Demuxer/DecodeSurfaceFromPacket coming back at some point?

rcode6 commented 4 months ago

Thank you so much for keeping this project going as VALI!

I'm currently using VPF in my project and was working on swapping over to VALI, but it looks like you've removed demuxing into packets & decoding from packets. Is that something you'd consider adding back in at some point? It's currently a large part of my processing pipeline.

RomanArzumanyan commented 3 months ago

Hi @rcode6

For now VALI doesn’t support demuxing.

I understand it’s usefulness for advanced users but unfortunately it leaves too many ways to e. g. break decoder internal state with seek to particular packet or to overflow vRAM when sending packets with multiple frames in each but receiving frames one by one.

I’m not against the whole demuxing idea, I just don’t have clear understanding of how to do it right. BTW can it be done with something like PyAV? Muxing isn’t computationally expensive and it doesn’t have HW support anyway, so any other alternatives to VALI may be just as good.

rcode6 commented 3 months ago

Hi @RomanArzumanyan,

You're right that demuxing can be done with other libraries, but my goal is to still have the latter parts of the pipeline all on the GPU: decoding, pixel format conversions & resizing. That's a bit harder to manage. PyAV does demux into packets, but decoding always ends up on the cpu. And Nvidia's spinoff of VPF, PyNvVideoCodec doesn't do surface conversions or resizing.

I completely respect your decision to keep it simpler for users though! Would love it if you'd consider otherwise, since it's already happening behind the scenes.

I think, from reading PyNvVideoCodec's very sparse documentation, that they do support dlpack, so maybe I can use PyNvVideoCodec for demuxing & decoding, then use from_dlpack to jump into VALI for the rest of the work.

RomanArzumanyan commented 3 months ago

Hi @rcode6

Could you share your demux / decode use case? As far as I understand, the only difference between builtin and standalone modes in PyNvCodec was the ability to extract elementary stream and seek through the packets.

rcode6 commented 3 months ago

Hi @RomanArzumanyan,

My project processes multiple live camera stream inputs for a security system, so demuxing and timestamping the feeds quickly and with minimal latency is important, and then packets are placed into a queue for slower decoding/processing later.

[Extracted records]
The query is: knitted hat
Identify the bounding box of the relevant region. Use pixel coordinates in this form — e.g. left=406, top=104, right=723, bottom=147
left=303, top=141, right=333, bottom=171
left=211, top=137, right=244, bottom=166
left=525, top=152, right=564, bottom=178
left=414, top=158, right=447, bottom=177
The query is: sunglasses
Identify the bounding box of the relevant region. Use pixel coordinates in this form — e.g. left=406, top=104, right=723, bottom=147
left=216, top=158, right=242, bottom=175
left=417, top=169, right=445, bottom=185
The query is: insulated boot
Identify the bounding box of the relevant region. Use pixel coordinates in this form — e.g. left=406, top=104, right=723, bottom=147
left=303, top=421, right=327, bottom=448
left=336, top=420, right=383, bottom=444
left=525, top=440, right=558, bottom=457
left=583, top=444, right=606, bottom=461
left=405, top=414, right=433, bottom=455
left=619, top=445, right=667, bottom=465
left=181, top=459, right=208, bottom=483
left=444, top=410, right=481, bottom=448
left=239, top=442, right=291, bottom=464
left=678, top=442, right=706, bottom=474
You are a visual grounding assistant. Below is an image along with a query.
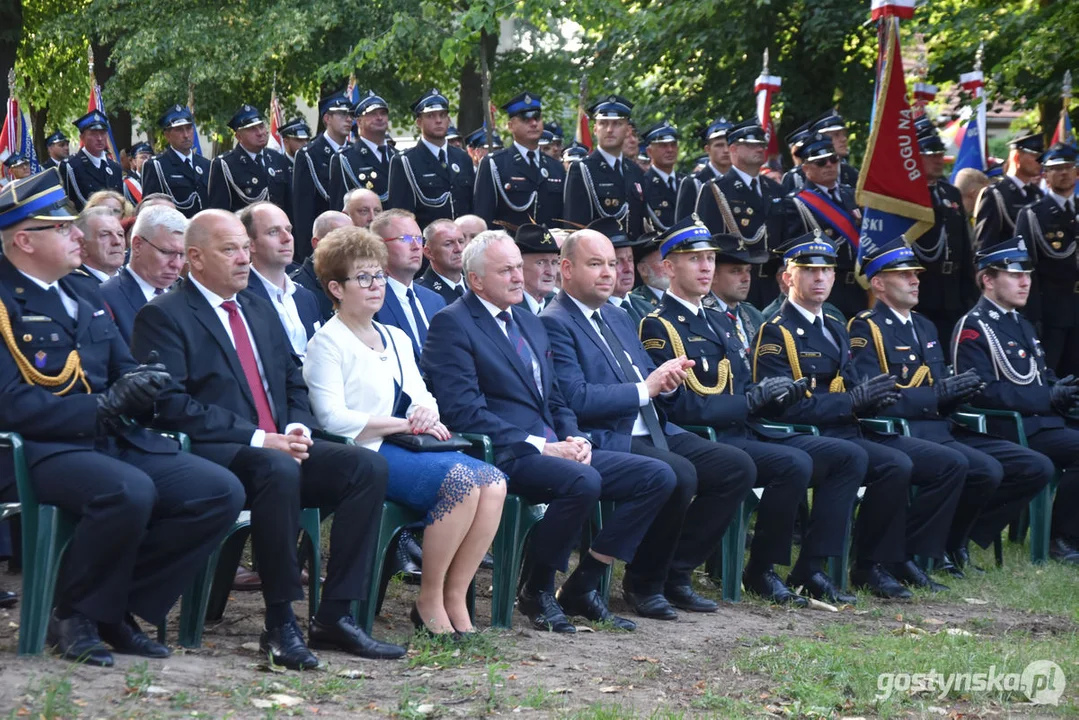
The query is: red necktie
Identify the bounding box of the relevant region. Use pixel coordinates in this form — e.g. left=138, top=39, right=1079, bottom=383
left=221, top=300, right=277, bottom=433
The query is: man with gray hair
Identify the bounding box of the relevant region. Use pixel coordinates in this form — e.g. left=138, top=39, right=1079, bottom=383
left=101, top=205, right=188, bottom=344
left=420, top=230, right=675, bottom=633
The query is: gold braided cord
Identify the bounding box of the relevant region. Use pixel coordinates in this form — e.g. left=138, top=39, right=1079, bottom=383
left=0, top=295, right=93, bottom=395
left=654, top=315, right=735, bottom=395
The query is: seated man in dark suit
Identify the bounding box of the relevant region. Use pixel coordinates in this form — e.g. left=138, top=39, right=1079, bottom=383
left=541, top=226, right=756, bottom=620
left=371, top=209, right=446, bottom=357
left=0, top=169, right=244, bottom=666
left=237, top=202, right=323, bottom=362
left=101, top=205, right=188, bottom=344
left=132, top=209, right=405, bottom=669
left=420, top=230, right=675, bottom=633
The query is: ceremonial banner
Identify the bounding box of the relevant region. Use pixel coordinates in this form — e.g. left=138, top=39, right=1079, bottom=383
left=856, top=17, right=934, bottom=273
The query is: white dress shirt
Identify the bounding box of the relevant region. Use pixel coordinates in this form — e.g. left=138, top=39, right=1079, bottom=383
left=303, top=315, right=438, bottom=450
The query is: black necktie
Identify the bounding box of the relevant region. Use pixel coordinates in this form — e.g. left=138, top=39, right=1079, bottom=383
left=592, top=310, right=667, bottom=450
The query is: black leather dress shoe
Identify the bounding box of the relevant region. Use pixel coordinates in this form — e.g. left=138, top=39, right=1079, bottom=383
left=622, top=589, right=678, bottom=620
left=664, top=585, right=720, bottom=612
left=517, top=589, right=577, bottom=633
left=850, top=562, right=914, bottom=600
left=555, top=587, right=637, bottom=631
left=742, top=569, right=809, bottom=608
left=787, top=570, right=858, bottom=604
left=891, top=560, right=948, bottom=593
left=97, top=616, right=170, bottom=658
left=45, top=613, right=112, bottom=667
left=308, top=615, right=406, bottom=660
left=259, top=620, right=318, bottom=670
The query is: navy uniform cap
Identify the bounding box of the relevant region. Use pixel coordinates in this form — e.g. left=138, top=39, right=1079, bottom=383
left=862, top=237, right=925, bottom=280
left=771, top=230, right=835, bottom=268
left=1041, top=142, right=1079, bottom=167
left=0, top=167, right=79, bottom=230
left=974, top=235, right=1034, bottom=272
left=72, top=110, right=109, bottom=133
left=514, top=222, right=558, bottom=255
left=502, top=92, right=543, bottom=119
left=727, top=118, right=767, bottom=145
left=158, top=105, right=195, bottom=130
left=659, top=213, right=718, bottom=258
left=229, top=105, right=267, bottom=133
left=412, top=87, right=450, bottom=118
left=277, top=118, right=311, bottom=140
left=642, top=120, right=682, bottom=145
left=588, top=95, right=633, bottom=120
left=352, top=90, right=390, bottom=118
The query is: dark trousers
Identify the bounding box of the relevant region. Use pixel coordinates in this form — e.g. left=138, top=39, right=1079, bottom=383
left=500, top=450, right=677, bottom=572
left=1026, top=427, right=1079, bottom=542
left=223, top=440, right=390, bottom=604
left=30, top=441, right=244, bottom=624
left=626, top=433, right=755, bottom=595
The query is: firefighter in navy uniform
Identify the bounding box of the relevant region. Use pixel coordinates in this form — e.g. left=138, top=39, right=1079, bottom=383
left=783, top=133, right=866, bottom=317
left=640, top=218, right=869, bottom=607
left=0, top=169, right=244, bottom=667
left=473, top=92, right=565, bottom=228
left=207, top=105, right=292, bottom=218
left=563, top=95, right=644, bottom=240
left=142, top=105, right=210, bottom=218
left=952, top=237, right=1079, bottom=566
left=383, top=90, right=476, bottom=228
left=59, top=110, right=131, bottom=212
left=753, top=231, right=967, bottom=598
left=849, top=239, right=1053, bottom=578
left=911, top=116, right=978, bottom=352
left=1015, top=144, right=1079, bottom=375
left=974, top=133, right=1046, bottom=250
left=290, top=93, right=352, bottom=262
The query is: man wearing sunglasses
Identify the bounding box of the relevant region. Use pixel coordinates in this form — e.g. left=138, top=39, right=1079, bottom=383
left=101, top=205, right=188, bottom=344
left=783, top=133, right=866, bottom=317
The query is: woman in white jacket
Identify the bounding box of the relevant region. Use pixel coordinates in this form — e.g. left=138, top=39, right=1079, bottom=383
left=303, top=227, right=506, bottom=634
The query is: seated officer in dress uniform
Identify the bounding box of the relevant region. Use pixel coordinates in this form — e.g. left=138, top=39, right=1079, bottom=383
left=641, top=218, right=869, bottom=607
left=911, top=116, right=978, bottom=352
left=473, top=92, right=565, bottom=228
left=291, top=93, right=352, bottom=262
left=383, top=90, right=476, bottom=228
left=207, top=105, right=292, bottom=214
left=563, top=95, right=644, bottom=240
left=1015, top=142, right=1079, bottom=375
left=329, top=90, right=399, bottom=210
left=0, top=169, right=244, bottom=666
left=783, top=133, right=866, bottom=317
left=849, top=239, right=1052, bottom=576
left=696, top=119, right=783, bottom=308
left=644, top=120, right=685, bottom=232
left=952, top=239, right=1079, bottom=565
left=142, top=105, right=209, bottom=218
left=753, top=231, right=949, bottom=598
left=974, top=133, right=1046, bottom=250
left=543, top=229, right=755, bottom=620
left=809, top=110, right=858, bottom=188
left=59, top=110, right=125, bottom=210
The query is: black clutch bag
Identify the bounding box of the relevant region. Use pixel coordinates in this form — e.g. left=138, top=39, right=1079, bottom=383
left=382, top=433, right=472, bottom=452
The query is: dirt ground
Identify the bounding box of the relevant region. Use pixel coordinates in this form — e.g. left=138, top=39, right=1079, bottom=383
left=0, top=571, right=1075, bottom=718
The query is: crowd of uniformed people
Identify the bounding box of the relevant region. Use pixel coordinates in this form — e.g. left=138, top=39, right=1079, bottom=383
left=0, top=84, right=1079, bottom=669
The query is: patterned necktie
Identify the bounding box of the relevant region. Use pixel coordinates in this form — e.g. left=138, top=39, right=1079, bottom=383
left=221, top=300, right=277, bottom=433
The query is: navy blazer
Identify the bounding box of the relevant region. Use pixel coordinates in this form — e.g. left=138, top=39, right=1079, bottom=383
left=540, top=290, right=684, bottom=452
left=374, top=283, right=446, bottom=358
left=132, top=276, right=318, bottom=467
left=247, top=273, right=323, bottom=340
left=420, top=290, right=581, bottom=464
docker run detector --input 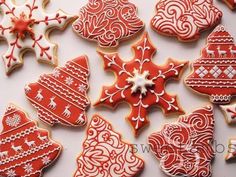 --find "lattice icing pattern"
[0,104,62,177]
[148,106,215,177]
[95,33,187,135]
[74,115,144,177]
[25,56,90,126]
[151,0,223,42]
[73,0,144,47]
[185,25,236,104]
[0,0,73,74]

*TO BE DONE:*
1. Print the part of the VALI demuxing thread from "You're right that" through "of the work.".
2. Answer these from the VALI demuxing thread:
(a) Which library does rcode6 say demuxes into packets but always decodes on the CPU?
(b) Besides not being computationally expensive, what does RomanArzumanyan say muxing lacks?
(c) What kind of system does rcode6's project process live camera streams for?
You won't need the lines for anything here.

*SOLUTIONS IN ORDER:*
1.
You're right that demuxing can be done with other libraries, but my goal is to still have the latter parts of the pipeline all on the GPU: decoding, pixel format conversions & resizing. That's a bit harder to manage. PyAV does demux into packets, but decoding always ends up on the cpu. And Nvidia's spinoff of VPF, PyNvVideoCodec doesn't do surface conversions or resizing.

I completely respect your decision to keep it simpler for users though! Would love it if you'd consider otherwise, since it's already happening behind the scenes.

I think, from reading PyNvVideoCodec's very sparse documentation, that they do support dlpack, so maybe I can use PyNvVideoCodec for demuxing & decoding, then use from_dlpack to jump into VALI for the rest of the work.

2.
(a) PyAV
(b) Hardware (HW) support
(c) A security system